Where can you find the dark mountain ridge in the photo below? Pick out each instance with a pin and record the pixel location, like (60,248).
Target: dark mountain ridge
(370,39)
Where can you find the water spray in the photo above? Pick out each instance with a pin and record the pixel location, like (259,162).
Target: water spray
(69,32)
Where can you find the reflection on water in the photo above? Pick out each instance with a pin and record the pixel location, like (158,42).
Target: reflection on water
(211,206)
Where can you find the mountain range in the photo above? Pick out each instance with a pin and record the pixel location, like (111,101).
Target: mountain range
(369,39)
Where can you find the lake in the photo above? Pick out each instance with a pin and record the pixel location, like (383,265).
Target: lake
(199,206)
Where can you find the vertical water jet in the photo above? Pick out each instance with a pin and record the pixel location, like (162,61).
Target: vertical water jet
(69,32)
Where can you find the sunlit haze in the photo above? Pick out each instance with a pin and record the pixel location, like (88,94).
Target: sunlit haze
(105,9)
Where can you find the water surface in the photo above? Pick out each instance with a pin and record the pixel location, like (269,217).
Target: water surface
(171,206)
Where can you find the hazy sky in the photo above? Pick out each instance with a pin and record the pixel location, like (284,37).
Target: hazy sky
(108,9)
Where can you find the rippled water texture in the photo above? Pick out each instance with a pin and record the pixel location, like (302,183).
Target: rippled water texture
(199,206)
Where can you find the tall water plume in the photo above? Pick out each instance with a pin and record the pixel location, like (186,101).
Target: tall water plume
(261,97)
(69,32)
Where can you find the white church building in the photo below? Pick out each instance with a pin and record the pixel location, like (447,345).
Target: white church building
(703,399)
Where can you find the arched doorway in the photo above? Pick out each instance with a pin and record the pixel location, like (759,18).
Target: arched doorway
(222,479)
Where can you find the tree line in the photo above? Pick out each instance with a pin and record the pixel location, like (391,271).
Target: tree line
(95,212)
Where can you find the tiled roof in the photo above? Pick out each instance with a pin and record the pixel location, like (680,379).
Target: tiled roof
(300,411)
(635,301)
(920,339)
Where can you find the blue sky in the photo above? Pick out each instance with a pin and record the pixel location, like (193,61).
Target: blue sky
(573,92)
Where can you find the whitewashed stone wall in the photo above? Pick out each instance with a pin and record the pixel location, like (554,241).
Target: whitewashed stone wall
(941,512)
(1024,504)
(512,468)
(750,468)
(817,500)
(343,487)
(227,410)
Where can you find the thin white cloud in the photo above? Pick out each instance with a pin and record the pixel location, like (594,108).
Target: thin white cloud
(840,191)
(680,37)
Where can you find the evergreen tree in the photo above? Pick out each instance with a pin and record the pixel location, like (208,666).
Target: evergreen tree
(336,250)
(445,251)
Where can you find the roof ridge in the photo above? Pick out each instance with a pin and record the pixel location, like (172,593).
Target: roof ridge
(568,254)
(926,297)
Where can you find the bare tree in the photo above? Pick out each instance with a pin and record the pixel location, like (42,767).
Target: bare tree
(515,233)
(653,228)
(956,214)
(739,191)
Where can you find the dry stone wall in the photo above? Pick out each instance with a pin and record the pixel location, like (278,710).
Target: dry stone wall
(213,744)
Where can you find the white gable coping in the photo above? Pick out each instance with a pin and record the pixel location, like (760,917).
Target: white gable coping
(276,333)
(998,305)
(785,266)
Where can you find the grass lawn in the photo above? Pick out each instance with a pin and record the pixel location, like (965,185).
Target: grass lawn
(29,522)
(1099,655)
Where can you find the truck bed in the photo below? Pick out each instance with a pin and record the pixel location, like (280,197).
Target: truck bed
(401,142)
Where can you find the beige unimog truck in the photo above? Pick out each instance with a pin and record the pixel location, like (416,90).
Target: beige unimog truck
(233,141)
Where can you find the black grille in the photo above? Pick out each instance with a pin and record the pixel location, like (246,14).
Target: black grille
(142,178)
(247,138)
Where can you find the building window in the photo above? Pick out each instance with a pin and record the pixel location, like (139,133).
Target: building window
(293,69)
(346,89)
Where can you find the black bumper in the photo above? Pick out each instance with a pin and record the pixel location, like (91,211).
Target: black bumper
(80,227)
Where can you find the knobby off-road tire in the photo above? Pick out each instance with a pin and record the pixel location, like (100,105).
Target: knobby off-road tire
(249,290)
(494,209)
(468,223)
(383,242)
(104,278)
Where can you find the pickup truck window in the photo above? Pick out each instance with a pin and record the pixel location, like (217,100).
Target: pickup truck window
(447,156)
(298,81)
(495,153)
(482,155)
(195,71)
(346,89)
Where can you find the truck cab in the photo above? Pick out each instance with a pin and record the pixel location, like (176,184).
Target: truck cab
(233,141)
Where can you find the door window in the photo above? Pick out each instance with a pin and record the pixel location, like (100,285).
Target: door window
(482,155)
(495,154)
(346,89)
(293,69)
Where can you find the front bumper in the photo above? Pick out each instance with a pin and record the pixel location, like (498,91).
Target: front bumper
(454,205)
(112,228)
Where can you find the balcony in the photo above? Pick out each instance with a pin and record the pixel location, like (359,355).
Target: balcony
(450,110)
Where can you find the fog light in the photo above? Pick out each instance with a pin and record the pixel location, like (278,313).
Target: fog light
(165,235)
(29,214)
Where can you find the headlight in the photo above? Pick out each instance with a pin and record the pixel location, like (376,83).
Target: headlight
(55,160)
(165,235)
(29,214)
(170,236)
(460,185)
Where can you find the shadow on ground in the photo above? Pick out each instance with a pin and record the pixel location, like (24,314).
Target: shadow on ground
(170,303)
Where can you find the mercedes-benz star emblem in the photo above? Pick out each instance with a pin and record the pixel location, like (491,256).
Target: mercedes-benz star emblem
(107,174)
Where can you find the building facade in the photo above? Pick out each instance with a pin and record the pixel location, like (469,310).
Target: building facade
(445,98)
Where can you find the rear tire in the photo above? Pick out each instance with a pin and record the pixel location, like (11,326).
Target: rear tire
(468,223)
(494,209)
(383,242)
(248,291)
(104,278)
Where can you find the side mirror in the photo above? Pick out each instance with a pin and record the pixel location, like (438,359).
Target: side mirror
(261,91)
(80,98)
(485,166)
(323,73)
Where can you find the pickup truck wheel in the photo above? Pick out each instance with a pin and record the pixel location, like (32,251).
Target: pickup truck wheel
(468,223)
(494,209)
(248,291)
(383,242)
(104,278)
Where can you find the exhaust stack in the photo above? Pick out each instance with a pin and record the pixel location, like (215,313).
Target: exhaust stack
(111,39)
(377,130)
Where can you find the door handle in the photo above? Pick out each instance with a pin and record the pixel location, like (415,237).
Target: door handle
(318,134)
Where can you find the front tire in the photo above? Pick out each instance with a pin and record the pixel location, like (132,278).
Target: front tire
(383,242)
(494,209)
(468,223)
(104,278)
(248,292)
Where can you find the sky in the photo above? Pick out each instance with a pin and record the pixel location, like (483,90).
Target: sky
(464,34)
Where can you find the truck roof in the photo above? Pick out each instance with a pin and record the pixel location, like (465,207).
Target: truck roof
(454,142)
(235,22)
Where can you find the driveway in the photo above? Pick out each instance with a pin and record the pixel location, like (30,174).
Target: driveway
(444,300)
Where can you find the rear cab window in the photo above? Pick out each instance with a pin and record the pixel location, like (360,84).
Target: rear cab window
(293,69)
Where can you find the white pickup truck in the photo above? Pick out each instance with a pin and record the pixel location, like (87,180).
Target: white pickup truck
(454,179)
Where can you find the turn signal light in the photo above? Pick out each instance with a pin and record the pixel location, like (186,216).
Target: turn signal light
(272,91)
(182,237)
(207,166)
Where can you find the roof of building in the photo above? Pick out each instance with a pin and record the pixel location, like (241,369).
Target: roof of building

BRIEF: Produce a verbatim transcript of the material above.

RESULT OF THIS TASK:
Where can you find the dark mountain ridge in the photo below? Pick out each instance with a pin and record the pixel location, like (60,248).
Target: dark mountain ridge
(370,39)
Where can you find the water spray in the photo above? Pick out each instance with a pin and record the pixel location, like (259,162).
Target: water spray
(69,32)
Where can you find the reflection on water in the photo above? Pick out each instance with a pin and record the pixel location, like (158,42).
Target: reflection on water
(211,206)
Where can you find the mountain range in the photo above? Pick out each instance with a pin and record the pixel location, like (111,101).
Target: mountain range
(369,39)
Where can you find the lake in the photo above? Pick out each instance with a pin and record the pixel location, like (383,265).
Target: lake
(199,206)
Where can you find the vertical water jet in the photo above? Pick out each instance with a pin and record the pixel location, like (162,61).
Target: vertical water jet
(69,32)
Where can you find the sunlit haze in the photo above? Pick out each instance with a pin and record the pixel location, like (88,94).
Target: sunlit haze
(105,9)
Where can you find the water surface in the photo above? Pick out each instance with a pin and record the pixel location, like (269,217).
Target: water surface
(171,206)
Where can you find the hazy sky in the photo above? Pick out each instance with a pin and record the pixel location, like (284,37).
Target: hazy sky
(108,9)
Where can you find the rippled water texture in the photo above? Pick out each instance with a pin and record the pixel location, like (302,183).
Target: rippled water texture
(199,206)
Where can you find the tall water plume in the photo above? Pick out each instance with a pin and record the pixel location, like (186,101).
Target: tall water plume
(261,97)
(69,32)
Where can you find the white church building in the photo below? Pick out each instance with a pin and record the pixel location, like (447,345).
Target: white church building
(703,399)
Where can you find the arched doorway in the photo above? Pick out each instance with a pin and record the pixel location, like (759,18).
Target: arched doorway
(222,479)
Where can you find the tree line in the photo above? Pick out each instance with a pin and record the pixel location, like (391,271).
Target: tree line
(95,212)
Where can you find the tiled roof in the photo above? Pick out each instance with a pin and record the pixel location, like (680,379).
Target: tiled roof
(300,411)
(635,301)
(920,339)
Where can you find the blue sky in the photo above? Pick out each instance with a pin and record the pixel location, like (193,61).
Target: blue sky
(573,92)
Where can you find the whitewashed stone wall in the photo above? Pick out each instance with a pin and record the pixel location, like (554,241).
Target: whitewashed stone wall
(941,512)
(1024,504)
(512,468)
(750,468)
(817,500)
(343,487)
(227,410)
Where can you find the thin white cloud in the photo above? Pick out each instance with a pin and record the pixel location, like (594,108).
Target: thin white cloud
(840,191)
(680,37)
Where can you find the evergreen tree in the photo above? Pick out each instance with a pin and record the pixel location, like (208,666).
Target: evergreen tree
(336,250)
(445,251)
Where can you find the roof ridge in the photo above? Pick out each instance with a pin and record the pixel location, like (172,593).
Target: roof ridge
(568,254)
(926,297)
Where can you find the bare tree in the photo above? Pick out each instance with a pin and record the pixel location, like (42,767).
Target: bare tree
(515,233)
(653,228)
(956,214)
(739,191)
Where can you find the dry stone wall in the photo above? Pick out each instance with a pin and record the pixel location, like (278,710).
Target: dry stone wall
(213,744)
Where can you find the white gable coping in the photo above? Pick out each instance with a pin and record the pixel location, like (760,917).
Target: white gable coping
(276,333)
(998,305)
(785,266)
Where can you find the grass lawn in the photo above? Pick out each instance with a pin and record the pixel location, like (965,185).
Target: grass lawn
(29,522)
(1099,655)
Where can you find the truck bed in the photo below? Pick out each instance with a pin and record the pixel location, like (280,197).
Target: truck bed
(401,142)
Where can you find the beige unimog truck in the photo above? Pick out each instance with a pin and record the pixel location, like (416,90).
Target: beige unimog truck
(233,141)
Where can you find the black grille in the photo above? Pick out each instance with a pin and record the pixel location, like (246,14).
Target: black grille
(142,178)
(247,138)
Where can you find the building window in the photo above? Pick out each instance with a pin and record the pixel location, like (139,133).
Target: building window
(293,69)
(346,89)
Where can you find the black bumper in the photo above? Pick out each instance with a pin and record the pixel location, like (91,211).
Target: black bumper
(80,227)
Where can you find the knobby off-road tire in the photo above? Pick out each instance with a pin and record the pixel location, like (100,105).
Target: knobby off-road tire
(249,290)
(494,209)
(468,223)
(383,242)
(104,278)
Where can you find the pickup truck window in the photo above? Pick out each instance with a pin and record the pixel location, like (217,100).
Target: pickup truck window
(447,156)
(298,81)
(495,153)
(482,155)
(195,71)
(346,89)
Where can you find the truck cab in the photo above? Pick out each instance with a pin and record the pixel location, like (176,184).
Target: truck cab
(233,141)
Where can you find the door window in the photo above? Pick out each instance with a pin and record the pixel location, like (100,285).
Target: door window
(482,155)
(495,154)
(346,89)
(293,69)
Where can you find the front bumper in the photo above? Pick out each instance with a pin and record the pixel location, like (498,91).
Target: front bumper
(454,205)
(112,228)
Where can you find the balcony in the photo above? Pick out each instance with a pin and record the pixel location, like (359,355).
Target: balcony
(450,110)
Where can you find the fog light in the photo above? Pick out each instance with a pin and record the pixel location, like (278,313).
Target: fog light
(165,235)
(29,214)
Where can you find the headlight in the photo above? Pick out each instance with a pin and record the pixel location, like (376,83).
Target: headlight
(55,160)
(165,235)
(29,214)
(170,236)
(460,185)
Where can you find the shadow on ground in the photo above? Pick out each instance with a pin and record the pixel location, like (24,314).
Target: shadow on ground
(170,303)
Where can you find the mercedes-benz star emblem in the photo above? Pick out each instance with a pin and record the pixel location, like (491,256).
Target: mercedes-benz star emblem
(107,174)
Where can you find the building facade in the photo above? Pick out each instance with a pin and record the pixel location, like (469,310).
Target: building facade
(445,98)
Where can you find the rear tire in the photo above? Pick out each instance with a pin and record the pixel location, like (11,326).
Target: rear tire
(468,223)
(494,209)
(383,242)
(248,291)
(104,278)
Where can you find the side mirror in the photo above? Pick out each instance with a pin and record the pixel location, like (438,359).
Target: side mirror
(261,91)
(80,98)
(485,166)
(323,73)
Where can you find the pickup truck wheel in the photo above? Pick out each instance with a pin and record the pixel location, like (32,251).
Target: pickup truck wheel
(468,223)
(494,209)
(248,291)
(383,242)
(104,278)
Where can you find the exhaust stack in the photo above? Pick out each instance with a pin and record the pixel location, like (215,313).
Target: exhaust stack
(111,39)
(377,130)
Where can you find the door handle in the photo above? Pick out each instance with a pin and record the pixel location, like (415,237).
Target: door handle
(318,134)
Where can you find the front tire in the photo above? Pick out each instance with a pin and record the pixel location, like (132,278).
Target: front tire
(383,242)
(494,209)
(468,223)
(104,278)
(248,292)
Where can you find the sky in the photo above? Pick out each instance with a pin and record the pixel location, like (483,90).
Target: sky
(464,34)
Where can you find the truck roof in the photo above? Pick out each instance with a pin and record the pixel location, like (465,207).
Target: truck roof
(454,142)
(235,22)
Where can you find the driveway in the photo above? Pick out each instance with a pin and record the pixel location, like (30,174).
Target: driveway
(444,300)
Where can you find the rear cab window in the photo above? Pick out each instance with a pin and record the pixel location, like (360,84).
Target: rear cab window
(293,69)
Where can you find the white pickup truck in the photo above? Pick out each instance with a pin and record the pixel location, like (87,180).
Target: white pickup truck
(454,179)
Where can you find the turn signal light in the photo above? Pick out each instance with a pin and record the pixel location, like (186,216).
Target: turn signal light
(272,91)
(182,237)
(207,166)
Where can you find the roof of building in the photo above? Pick out each instance with a pin and record the pixel location, like (241,369).
Target: roof of building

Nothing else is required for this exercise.